Exercises to complete =>
- a) Reproduce the catering article starting with "A Milwaukee-area caterer, one" and going on through "clients boxed lunches.", switching "boxed lunches" to "packaged meals".
- b) Pick up the article about the Milwaukee-area caterer where it stops and keep writing it.

** Given text follows **

A Milwaukee-area caterer, one of the many food-service businesses deeply impacted by the social distance measures taken to confront the coronavirus pandemic, is adjusting its business model by offering corporate clients boxed lunches.
Ernie Wunsch, owner of Cudahy-based Skyline Catering, said about 95% of his business is corporate catering for downtown Milwaukee businesses. The spread of COVID-19 into the region means many people are working remotely, in turn leaving Skyline without its typical business from its roughly 800 clients.
Wunsch said this week he had to lay off a number of his employees as a result of the losses. However, knowing Milwaukee would eventually be affected by the global pandemic, he said he emailed his clients a couple weeks ago offering boxed-lunch services.
“We are one step ahead of it, we’ve been on it for about two or three weeks,” he said.
Wunsch said he knew some workers would still be working downtown, and needed to be fed. At least one client has taken him up on his offer so far. Wunsch said he got a call this week from a company that wanted to feed, on a daily basis, the employees who were still working downtown during the outbreak.

** End of Given text **
** Information provided follows **

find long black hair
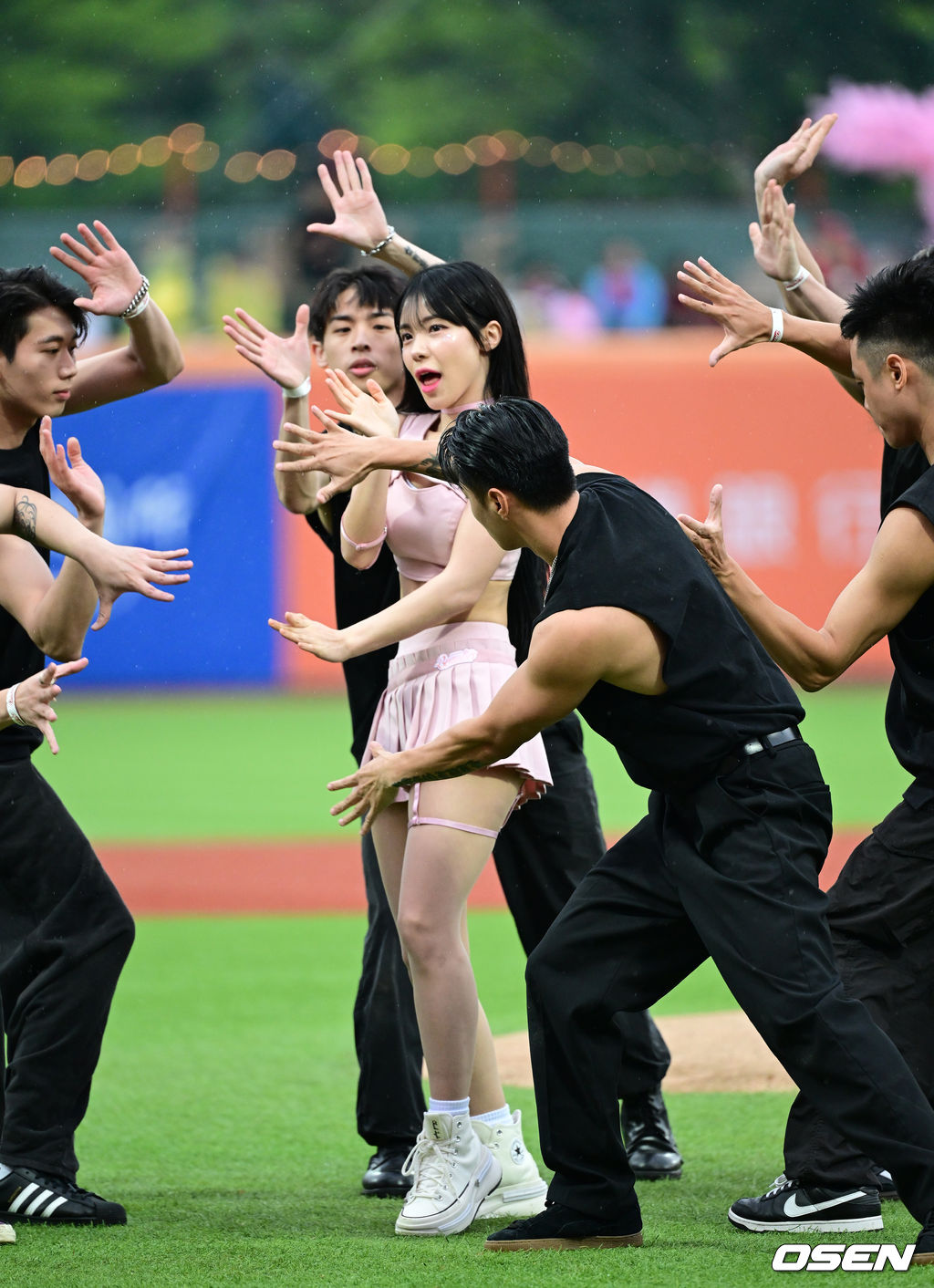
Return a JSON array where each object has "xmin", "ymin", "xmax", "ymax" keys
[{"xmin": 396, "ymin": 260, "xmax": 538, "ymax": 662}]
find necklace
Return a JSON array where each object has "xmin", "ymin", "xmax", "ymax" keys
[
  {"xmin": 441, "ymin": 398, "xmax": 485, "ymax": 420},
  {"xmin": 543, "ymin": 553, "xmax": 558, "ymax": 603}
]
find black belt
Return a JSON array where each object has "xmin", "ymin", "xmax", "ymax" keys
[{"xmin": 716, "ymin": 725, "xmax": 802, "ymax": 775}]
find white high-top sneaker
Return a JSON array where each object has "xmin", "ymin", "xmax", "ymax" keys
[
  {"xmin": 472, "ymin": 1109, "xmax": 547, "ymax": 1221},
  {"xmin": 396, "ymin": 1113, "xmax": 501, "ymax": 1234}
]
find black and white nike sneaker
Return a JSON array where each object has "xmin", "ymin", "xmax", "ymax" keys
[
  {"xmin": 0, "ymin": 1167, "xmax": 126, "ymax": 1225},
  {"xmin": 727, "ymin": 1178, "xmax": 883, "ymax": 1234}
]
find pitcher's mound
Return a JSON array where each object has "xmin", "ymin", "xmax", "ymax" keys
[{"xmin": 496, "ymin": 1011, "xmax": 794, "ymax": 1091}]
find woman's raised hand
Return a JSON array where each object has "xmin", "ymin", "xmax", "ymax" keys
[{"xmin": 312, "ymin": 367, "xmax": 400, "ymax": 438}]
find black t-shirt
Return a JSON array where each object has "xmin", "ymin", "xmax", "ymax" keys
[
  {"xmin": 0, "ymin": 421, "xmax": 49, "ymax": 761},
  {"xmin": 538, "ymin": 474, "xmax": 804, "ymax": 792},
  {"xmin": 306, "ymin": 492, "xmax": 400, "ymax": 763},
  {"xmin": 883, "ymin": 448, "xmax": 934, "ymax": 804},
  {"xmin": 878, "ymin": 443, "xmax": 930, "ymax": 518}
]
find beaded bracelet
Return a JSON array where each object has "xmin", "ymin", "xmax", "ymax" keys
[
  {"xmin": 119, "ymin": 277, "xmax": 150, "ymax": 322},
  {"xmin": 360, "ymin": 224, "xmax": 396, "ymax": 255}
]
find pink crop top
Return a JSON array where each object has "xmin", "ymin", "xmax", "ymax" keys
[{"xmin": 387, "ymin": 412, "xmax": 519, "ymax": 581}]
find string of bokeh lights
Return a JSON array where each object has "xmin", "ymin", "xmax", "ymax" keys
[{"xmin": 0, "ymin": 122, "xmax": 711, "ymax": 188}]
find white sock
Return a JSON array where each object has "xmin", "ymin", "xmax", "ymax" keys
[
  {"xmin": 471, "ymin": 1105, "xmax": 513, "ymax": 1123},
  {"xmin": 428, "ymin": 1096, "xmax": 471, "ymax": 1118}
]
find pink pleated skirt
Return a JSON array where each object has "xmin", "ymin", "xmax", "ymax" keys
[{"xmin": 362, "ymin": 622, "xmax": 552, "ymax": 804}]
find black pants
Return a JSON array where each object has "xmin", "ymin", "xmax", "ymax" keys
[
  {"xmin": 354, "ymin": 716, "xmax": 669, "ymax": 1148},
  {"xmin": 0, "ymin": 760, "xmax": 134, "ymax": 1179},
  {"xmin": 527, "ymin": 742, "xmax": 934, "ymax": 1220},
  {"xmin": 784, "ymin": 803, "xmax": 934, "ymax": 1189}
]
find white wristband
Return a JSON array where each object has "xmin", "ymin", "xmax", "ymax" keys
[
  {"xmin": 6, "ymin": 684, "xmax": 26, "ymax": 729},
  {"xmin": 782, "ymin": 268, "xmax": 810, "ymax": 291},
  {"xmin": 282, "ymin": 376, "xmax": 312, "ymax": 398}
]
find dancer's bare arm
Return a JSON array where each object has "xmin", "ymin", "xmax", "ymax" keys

** End of Information provided **

Task-by-task results =>
- a)
A Milwaukee-area caterer, one of the many food-service businesses deeply impacted by the social distance measures taken to confront the coronavirus pandemic, is adjusting its business model by offering corporate clients packaged meals.

- b)
The food is individually sealed, and employees come down during lunch to pick them up and return to their workstations, with minimal contact involved.
Because of the pandemic, bars and restaurants have been ordered to close and instead offer only delivery or take-out. Wisconsin Gov. Tony Evers ordered the closures statewide this week. Local bars and restaurants felt the impact immediately on St. Patrick’s Day, typically one of the busiest days of the year for the industry.
Retailers have also started closing stores or limiting their hours due to the coronavirus.
To help small businesses impacted by the closures, the Wisconsin Economic Development Corp. announced it was launching a $5 million targeted grant program.
Wunsch and his wife, Kathy Wunsch, are the owners of Skyline. The South Milwaukee residents plan to open a new event venue in downtown South Milwaukee as part of the recently announced Bucyrus Club project.
That project includes the renovation of a city-owned commercial building at 1919 12th Ave. as well as the development of a city-owned public space at the intersection of 11th and Madison avenues. The Bucyrus Club building on 12th Avenue will consist of the event space, which Ernie said will be able to hold up to 500 people, as well as the permanent home of the South Milwaukee Industrial Museum.